▶ **WHAT TO DO**:
Answer these questions using the music support workshop page below:
1. What is the title of Session 4?
2. What hours do the sessions run?
3. What kind of therapist is Dorian Wallace?

▶ **DOCUMENT SECTION**:
################
Music Support Workshop for Recovery from Cults & Abusive Relationships
Music can become entangled with coercion, control, trauma, and manipulation. This trauma-informed workshop provides a structured, supportive environment for participants to reclaim autonomy in their relationships with music.
Through guided listening, reflective exercises, and facilitated discussion, participants explore how music intersects with memory, identity, and agency.
Establishing consent, pacing, and psychological safety.
Session 2 – Music with Positive Association
Reconnecting with music is linked to strength, identity, and joy.
Session 3 – Music with Negative Association
Carefully exploring music connected to harm or control; reclaiming choice and boundaries.
Session 4 – Building Our Audio-Biography
Creating a self-designed soundtrack of one’s life in the here and now.
Course Details
Four sessions on Monday nights
May 11 – June 1, 2026
8:00–9:30 pm Eastern
Instructor
Dorian Wallace is a composer, pianist, and board-certified music therapist who explores music’s healing qualities in therapeutic work, social action, and community engagement. His practice integrates contemporary classical composition, free improvisation, and a deep commitment to fostering meaningful, emotionally resonant experiences.
################
(Data records)
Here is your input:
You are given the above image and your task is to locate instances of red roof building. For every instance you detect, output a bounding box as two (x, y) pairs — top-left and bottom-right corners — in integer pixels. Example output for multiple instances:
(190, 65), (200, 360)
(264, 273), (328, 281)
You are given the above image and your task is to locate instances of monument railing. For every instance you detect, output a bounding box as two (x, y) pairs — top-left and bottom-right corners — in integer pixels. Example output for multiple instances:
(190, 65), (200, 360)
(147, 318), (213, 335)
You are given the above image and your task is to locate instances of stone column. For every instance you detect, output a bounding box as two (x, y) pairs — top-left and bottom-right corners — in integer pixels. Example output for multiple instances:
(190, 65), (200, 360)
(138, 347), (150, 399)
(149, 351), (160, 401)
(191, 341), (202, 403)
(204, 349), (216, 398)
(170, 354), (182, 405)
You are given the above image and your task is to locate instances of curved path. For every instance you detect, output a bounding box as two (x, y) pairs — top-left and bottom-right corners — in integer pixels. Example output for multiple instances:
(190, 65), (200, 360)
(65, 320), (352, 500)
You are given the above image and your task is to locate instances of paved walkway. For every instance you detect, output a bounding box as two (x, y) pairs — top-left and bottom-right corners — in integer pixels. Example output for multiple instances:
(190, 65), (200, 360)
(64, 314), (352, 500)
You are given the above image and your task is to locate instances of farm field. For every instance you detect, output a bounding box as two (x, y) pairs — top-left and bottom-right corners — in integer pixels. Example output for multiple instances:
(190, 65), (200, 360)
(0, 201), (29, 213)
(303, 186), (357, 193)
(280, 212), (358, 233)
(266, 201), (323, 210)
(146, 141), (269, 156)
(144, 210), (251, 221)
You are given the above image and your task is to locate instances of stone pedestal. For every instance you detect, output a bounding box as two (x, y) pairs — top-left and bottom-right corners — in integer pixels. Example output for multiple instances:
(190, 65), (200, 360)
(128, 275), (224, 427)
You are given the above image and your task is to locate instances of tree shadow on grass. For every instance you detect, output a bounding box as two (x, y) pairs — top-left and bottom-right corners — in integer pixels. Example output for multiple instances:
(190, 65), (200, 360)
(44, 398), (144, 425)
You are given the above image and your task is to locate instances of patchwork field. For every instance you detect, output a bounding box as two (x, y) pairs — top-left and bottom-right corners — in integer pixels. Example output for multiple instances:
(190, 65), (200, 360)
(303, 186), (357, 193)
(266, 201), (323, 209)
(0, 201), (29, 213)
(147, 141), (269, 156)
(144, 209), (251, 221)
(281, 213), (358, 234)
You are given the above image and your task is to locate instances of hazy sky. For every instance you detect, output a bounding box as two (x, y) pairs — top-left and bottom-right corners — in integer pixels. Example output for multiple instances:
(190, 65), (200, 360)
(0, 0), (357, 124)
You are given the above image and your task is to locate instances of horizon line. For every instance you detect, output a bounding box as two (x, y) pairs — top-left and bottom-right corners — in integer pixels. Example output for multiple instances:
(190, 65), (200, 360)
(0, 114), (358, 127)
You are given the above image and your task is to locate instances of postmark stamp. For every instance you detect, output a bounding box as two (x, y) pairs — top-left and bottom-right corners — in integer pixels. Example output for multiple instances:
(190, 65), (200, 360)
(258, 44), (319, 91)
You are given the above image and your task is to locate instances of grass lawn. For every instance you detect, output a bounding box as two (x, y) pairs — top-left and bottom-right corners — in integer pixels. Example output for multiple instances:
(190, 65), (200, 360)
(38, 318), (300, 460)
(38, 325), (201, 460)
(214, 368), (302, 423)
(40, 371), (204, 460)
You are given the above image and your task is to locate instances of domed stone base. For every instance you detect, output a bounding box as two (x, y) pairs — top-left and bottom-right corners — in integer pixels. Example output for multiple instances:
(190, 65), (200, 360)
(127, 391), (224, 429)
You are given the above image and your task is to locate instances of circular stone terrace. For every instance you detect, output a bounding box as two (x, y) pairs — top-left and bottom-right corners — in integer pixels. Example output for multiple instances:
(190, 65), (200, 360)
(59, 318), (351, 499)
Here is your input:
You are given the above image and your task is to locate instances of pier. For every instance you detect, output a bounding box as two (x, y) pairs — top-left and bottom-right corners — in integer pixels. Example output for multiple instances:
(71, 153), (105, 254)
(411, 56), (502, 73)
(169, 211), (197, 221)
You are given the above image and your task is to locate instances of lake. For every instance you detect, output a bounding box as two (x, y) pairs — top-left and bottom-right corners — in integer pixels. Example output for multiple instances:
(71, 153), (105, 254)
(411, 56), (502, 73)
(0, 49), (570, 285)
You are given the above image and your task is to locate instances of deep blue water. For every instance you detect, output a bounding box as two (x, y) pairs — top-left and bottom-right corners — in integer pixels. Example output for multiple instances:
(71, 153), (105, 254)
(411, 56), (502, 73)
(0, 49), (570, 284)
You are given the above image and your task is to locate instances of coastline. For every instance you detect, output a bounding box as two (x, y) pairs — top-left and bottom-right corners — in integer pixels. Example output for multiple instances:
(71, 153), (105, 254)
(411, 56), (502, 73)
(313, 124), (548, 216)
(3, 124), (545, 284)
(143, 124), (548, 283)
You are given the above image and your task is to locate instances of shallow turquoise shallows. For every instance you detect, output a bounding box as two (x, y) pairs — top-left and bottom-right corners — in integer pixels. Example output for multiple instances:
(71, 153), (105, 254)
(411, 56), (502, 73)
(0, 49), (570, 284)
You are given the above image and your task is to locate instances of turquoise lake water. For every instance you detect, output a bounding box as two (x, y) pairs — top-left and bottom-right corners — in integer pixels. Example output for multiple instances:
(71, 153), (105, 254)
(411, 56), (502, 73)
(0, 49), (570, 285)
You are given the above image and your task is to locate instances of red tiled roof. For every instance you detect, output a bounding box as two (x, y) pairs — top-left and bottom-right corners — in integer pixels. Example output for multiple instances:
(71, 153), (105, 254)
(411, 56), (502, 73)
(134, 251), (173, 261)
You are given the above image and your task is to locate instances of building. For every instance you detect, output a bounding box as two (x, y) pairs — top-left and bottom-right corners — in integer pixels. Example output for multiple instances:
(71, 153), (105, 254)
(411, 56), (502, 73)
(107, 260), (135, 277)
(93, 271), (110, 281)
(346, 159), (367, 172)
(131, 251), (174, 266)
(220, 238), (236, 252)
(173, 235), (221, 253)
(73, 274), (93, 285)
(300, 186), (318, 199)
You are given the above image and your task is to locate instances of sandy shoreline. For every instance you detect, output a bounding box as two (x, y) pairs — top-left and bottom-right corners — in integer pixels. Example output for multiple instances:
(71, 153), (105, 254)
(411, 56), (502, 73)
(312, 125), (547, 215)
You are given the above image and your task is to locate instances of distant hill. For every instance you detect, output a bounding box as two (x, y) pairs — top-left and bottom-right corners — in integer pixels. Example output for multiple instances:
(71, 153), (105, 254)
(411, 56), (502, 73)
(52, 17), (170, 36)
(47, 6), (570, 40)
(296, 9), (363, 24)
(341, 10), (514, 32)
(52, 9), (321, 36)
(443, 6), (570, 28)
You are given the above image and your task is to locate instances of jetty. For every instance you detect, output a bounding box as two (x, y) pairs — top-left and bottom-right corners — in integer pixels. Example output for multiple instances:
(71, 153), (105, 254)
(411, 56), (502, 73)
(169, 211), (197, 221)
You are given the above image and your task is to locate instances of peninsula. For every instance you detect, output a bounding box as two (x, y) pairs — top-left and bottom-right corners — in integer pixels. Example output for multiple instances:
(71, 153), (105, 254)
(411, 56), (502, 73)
################
▶ **RESULT OF THIS EXERCISE**:
1. Building Our Audio-Biography
2. 8:00–9:30 pm Eastern
3. A board-certified music therapist